- **WHAT NEEDS TO BE DONE**
Identify every line in the rows below that contains the string "floral" and copy each such line.

Named-object pointing records
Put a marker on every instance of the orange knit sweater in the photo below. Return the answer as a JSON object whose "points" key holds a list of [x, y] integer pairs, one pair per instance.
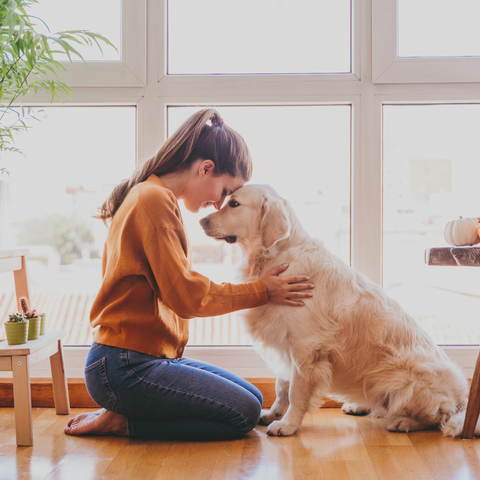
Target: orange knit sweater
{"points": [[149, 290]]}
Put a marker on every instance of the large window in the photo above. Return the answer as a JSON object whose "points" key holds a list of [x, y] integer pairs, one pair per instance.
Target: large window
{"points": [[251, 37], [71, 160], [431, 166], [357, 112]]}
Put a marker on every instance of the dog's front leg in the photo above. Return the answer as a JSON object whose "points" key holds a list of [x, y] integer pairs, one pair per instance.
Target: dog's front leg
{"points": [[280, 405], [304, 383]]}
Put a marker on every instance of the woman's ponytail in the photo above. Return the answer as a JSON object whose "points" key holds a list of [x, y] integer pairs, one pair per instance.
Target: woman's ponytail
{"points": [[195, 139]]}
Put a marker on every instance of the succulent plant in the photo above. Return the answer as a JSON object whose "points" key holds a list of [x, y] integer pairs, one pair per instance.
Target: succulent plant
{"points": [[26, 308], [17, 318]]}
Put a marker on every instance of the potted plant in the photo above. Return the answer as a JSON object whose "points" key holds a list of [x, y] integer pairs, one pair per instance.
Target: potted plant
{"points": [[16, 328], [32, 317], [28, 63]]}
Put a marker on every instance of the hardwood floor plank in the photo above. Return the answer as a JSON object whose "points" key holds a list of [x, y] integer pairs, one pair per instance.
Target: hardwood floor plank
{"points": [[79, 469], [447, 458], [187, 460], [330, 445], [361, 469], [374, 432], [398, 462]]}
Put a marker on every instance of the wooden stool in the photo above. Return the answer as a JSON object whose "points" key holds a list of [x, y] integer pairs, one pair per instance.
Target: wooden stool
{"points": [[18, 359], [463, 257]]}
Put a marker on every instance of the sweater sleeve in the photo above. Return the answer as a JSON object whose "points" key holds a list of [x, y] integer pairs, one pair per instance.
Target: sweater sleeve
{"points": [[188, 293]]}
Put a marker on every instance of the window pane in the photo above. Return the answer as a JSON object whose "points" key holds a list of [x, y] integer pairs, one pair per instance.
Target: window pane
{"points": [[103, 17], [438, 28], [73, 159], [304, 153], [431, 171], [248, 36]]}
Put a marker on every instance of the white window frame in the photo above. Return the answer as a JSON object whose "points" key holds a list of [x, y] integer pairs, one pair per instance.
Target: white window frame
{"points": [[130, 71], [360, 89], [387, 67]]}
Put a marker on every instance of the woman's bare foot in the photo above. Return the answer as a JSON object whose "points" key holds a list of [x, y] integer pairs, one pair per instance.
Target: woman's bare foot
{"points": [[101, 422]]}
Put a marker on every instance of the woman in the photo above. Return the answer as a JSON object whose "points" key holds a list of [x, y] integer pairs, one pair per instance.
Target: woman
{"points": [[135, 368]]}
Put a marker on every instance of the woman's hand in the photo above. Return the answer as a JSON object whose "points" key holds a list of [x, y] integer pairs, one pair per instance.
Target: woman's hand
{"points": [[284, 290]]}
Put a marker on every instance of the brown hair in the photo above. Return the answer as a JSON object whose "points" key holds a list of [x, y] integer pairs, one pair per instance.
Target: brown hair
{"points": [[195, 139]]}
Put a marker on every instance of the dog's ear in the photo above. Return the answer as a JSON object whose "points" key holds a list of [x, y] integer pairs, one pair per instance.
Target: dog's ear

--

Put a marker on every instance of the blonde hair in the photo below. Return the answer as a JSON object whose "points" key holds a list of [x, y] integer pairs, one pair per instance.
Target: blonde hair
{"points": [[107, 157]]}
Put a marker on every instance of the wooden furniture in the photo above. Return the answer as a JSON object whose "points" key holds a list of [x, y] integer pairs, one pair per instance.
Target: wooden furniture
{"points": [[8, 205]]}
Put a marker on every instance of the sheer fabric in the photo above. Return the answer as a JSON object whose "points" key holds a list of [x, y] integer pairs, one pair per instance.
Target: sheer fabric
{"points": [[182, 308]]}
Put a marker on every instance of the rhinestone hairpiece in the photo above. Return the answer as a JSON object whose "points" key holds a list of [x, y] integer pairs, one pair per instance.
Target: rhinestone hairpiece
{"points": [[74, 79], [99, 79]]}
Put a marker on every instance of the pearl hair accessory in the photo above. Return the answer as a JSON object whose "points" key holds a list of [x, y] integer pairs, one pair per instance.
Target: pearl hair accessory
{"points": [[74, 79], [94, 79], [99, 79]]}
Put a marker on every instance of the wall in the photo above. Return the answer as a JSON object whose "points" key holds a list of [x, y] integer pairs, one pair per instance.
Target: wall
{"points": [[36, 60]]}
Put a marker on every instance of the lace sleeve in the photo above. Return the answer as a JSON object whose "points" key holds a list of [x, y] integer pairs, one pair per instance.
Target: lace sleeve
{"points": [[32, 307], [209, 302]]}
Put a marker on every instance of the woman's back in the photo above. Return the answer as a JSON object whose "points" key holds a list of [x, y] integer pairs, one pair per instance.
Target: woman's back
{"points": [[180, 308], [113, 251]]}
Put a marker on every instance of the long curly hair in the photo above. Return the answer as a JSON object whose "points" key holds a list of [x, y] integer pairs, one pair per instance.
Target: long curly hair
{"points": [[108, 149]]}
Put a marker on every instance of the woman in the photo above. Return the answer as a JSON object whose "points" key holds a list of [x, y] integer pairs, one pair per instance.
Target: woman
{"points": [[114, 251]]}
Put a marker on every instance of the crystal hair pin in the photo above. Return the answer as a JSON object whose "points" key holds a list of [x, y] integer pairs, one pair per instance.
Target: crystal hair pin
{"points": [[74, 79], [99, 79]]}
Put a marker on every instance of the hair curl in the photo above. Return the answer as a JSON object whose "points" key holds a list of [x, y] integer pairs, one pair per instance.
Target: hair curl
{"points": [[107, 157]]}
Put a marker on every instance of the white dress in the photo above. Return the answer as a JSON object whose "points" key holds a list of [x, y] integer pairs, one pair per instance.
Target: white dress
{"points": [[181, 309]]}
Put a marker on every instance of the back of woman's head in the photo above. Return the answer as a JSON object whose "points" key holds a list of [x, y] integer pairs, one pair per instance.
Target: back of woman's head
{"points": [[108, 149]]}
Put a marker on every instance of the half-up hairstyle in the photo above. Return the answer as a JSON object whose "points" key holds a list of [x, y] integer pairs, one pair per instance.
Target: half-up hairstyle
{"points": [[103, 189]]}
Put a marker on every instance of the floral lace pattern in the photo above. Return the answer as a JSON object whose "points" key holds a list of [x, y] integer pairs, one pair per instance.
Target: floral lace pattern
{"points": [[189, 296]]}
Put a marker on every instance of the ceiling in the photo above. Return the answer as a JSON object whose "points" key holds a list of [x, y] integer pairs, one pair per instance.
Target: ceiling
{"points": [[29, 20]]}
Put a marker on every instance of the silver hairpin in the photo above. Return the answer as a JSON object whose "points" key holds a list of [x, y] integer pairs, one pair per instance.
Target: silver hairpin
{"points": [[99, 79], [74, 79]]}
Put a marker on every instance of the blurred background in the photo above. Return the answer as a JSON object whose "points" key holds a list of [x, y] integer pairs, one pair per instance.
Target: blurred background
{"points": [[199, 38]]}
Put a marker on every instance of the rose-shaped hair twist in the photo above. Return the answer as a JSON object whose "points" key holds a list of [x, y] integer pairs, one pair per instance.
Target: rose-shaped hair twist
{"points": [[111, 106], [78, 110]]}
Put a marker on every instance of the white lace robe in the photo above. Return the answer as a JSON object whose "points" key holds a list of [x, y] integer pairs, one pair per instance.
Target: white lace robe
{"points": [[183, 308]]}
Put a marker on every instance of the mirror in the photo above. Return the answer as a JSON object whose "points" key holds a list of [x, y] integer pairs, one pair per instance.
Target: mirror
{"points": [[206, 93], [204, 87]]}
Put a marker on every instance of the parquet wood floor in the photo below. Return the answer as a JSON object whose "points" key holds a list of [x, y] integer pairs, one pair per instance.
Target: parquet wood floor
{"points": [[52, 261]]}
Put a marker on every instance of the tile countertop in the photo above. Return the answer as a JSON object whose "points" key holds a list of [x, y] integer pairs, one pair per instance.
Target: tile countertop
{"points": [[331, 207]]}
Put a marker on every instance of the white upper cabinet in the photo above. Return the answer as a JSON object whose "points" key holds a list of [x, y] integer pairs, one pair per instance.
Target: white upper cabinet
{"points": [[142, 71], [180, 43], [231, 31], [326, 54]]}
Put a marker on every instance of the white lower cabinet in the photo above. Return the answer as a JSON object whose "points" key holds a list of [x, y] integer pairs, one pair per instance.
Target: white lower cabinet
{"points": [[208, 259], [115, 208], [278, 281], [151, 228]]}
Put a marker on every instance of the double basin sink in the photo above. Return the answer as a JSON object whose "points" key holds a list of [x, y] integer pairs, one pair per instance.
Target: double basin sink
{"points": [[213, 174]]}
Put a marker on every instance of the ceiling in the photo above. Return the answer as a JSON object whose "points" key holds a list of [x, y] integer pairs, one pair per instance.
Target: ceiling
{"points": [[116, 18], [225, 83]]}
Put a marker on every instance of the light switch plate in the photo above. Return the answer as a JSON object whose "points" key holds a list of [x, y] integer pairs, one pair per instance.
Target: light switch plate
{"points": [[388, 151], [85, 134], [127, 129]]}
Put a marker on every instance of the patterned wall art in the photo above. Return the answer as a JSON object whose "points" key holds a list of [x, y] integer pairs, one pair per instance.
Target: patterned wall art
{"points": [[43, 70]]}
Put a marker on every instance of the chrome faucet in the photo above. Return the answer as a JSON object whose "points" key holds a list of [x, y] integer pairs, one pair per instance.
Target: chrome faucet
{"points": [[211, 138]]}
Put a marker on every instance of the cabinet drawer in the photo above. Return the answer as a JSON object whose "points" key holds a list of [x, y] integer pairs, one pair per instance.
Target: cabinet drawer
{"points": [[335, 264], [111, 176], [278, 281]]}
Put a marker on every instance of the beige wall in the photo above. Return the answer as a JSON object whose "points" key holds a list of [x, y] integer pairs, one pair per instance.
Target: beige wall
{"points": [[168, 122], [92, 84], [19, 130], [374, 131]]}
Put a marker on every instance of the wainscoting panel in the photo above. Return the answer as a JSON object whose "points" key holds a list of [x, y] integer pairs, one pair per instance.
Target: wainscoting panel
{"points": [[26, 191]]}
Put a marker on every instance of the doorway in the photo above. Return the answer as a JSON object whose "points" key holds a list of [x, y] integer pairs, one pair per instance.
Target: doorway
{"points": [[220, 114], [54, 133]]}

--

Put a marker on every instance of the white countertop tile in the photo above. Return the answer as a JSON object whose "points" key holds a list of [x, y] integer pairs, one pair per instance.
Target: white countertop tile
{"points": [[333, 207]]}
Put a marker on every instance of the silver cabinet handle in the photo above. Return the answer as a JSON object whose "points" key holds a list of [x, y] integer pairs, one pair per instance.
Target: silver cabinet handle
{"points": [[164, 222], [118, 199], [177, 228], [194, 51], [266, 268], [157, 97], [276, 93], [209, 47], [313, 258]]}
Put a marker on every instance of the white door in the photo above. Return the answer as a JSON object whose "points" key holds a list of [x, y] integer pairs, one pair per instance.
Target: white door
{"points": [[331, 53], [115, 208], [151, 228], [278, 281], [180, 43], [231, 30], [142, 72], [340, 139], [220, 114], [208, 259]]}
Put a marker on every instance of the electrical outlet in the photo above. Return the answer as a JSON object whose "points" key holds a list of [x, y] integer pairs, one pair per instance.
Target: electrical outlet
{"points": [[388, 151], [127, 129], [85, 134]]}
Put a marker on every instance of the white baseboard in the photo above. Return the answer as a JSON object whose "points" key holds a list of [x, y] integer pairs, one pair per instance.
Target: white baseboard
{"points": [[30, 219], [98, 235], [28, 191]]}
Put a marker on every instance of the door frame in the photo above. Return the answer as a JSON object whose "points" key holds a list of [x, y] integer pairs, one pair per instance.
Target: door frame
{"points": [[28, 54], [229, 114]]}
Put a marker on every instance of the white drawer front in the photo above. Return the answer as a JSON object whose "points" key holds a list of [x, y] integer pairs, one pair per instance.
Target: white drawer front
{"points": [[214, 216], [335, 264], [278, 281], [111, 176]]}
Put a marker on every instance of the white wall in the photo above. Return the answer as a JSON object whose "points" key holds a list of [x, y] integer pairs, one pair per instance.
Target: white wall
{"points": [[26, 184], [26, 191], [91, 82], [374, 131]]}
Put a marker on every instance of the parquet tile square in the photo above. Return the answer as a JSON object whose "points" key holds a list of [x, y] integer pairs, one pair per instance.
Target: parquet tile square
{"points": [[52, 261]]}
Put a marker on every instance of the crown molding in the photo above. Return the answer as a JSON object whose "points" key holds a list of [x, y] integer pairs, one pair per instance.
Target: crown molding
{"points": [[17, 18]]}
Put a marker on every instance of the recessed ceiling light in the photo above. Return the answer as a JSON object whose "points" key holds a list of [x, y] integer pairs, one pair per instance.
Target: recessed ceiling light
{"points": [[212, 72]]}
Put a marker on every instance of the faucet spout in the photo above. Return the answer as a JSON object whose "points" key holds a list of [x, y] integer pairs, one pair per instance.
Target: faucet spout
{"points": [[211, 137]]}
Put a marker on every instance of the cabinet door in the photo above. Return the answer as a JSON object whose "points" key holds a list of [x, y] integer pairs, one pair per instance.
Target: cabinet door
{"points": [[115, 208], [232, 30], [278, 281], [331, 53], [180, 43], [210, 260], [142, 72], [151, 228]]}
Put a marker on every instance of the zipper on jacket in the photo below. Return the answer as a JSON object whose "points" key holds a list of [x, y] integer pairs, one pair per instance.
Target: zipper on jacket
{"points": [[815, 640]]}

- **TASK RESPONSE**
Put a marker on every instance of the floral lace pattern in the photo above. Return the answer as a JSON object whose "points" key holds a list of [x, y] integer pairs, one pair per instance.
Target: floral lace pattern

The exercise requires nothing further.